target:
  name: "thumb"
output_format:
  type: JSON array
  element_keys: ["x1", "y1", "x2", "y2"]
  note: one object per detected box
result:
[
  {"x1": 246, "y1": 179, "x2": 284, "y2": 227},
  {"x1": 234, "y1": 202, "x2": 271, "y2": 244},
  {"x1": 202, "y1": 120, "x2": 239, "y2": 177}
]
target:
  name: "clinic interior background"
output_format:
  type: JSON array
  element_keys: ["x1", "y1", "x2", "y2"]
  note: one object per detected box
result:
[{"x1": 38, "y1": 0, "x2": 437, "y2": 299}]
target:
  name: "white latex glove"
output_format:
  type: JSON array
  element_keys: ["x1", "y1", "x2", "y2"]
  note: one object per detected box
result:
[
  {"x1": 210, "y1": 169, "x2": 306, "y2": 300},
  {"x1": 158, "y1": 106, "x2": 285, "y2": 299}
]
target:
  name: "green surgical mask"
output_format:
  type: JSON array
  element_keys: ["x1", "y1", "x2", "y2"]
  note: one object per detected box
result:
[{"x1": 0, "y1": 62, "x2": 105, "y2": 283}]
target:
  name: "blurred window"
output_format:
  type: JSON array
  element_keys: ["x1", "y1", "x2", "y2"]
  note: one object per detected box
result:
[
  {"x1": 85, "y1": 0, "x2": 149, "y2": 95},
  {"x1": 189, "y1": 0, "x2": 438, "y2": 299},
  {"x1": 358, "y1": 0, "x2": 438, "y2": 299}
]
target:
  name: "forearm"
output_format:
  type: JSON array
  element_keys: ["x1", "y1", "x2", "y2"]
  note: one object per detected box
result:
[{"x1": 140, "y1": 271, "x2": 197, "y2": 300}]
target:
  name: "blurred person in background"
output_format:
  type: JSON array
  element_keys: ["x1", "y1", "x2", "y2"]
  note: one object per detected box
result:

**Work item**
Exact reproduction of every entry is needed.

**Reply to the exercise**
target:
  name: "thumb"
output_format:
  type: JSON array
  element_keys: ["x1", "y1", "x2", "y2"]
  note: one object per detected box
result:
[
  {"x1": 246, "y1": 179, "x2": 284, "y2": 227},
  {"x1": 234, "y1": 202, "x2": 271, "y2": 244},
  {"x1": 202, "y1": 120, "x2": 239, "y2": 177}
]
target:
  name: "clinic interior background"
output_format:
  type: JSON array
  element_keys: ["x1", "y1", "x2", "y2"]
  note: one object per detected box
result:
[{"x1": 38, "y1": 0, "x2": 437, "y2": 299}]
target:
  name: "white latex glove"
output_format:
  type: JSON array
  element_keys: ["x1", "y1", "x2", "y2"]
  note: one object per detected box
result:
[
  {"x1": 210, "y1": 169, "x2": 306, "y2": 300},
  {"x1": 158, "y1": 106, "x2": 285, "y2": 299}
]
target:
  name: "green surgical mask"
output_format:
  type: JSON array
  element_keys: ["x1", "y1", "x2", "y2"]
  note: one object per detected box
result:
[{"x1": 0, "y1": 62, "x2": 105, "y2": 283}]
target:
  name: "blurred window"
output_format:
  type: JSON array
  element_keys: ["x1", "y1", "x2", "y2"]
  note: one object per detected box
result:
[
  {"x1": 85, "y1": 0, "x2": 149, "y2": 95},
  {"x1": 189, "y1": 0, "x2": 438, "y2": 299},
  {"x1": 358, "y1": 0, "x2": 438, "y2": 299}
]
target:
  name: "forearm"
output_format:
  type: JSON array
  element_keys: ["x1", "y1", "x2", "y2"]
  note: one object per detected box
result:
[{"x1": 140, "y1": 271, "x2": 197, "y2": 300}]
target:
  name: "blurred person in background"
output_format:
  type: JSON array
  element_keys: ["x1", "y1", "x2", "y2"]
  note: one object per detected box
result:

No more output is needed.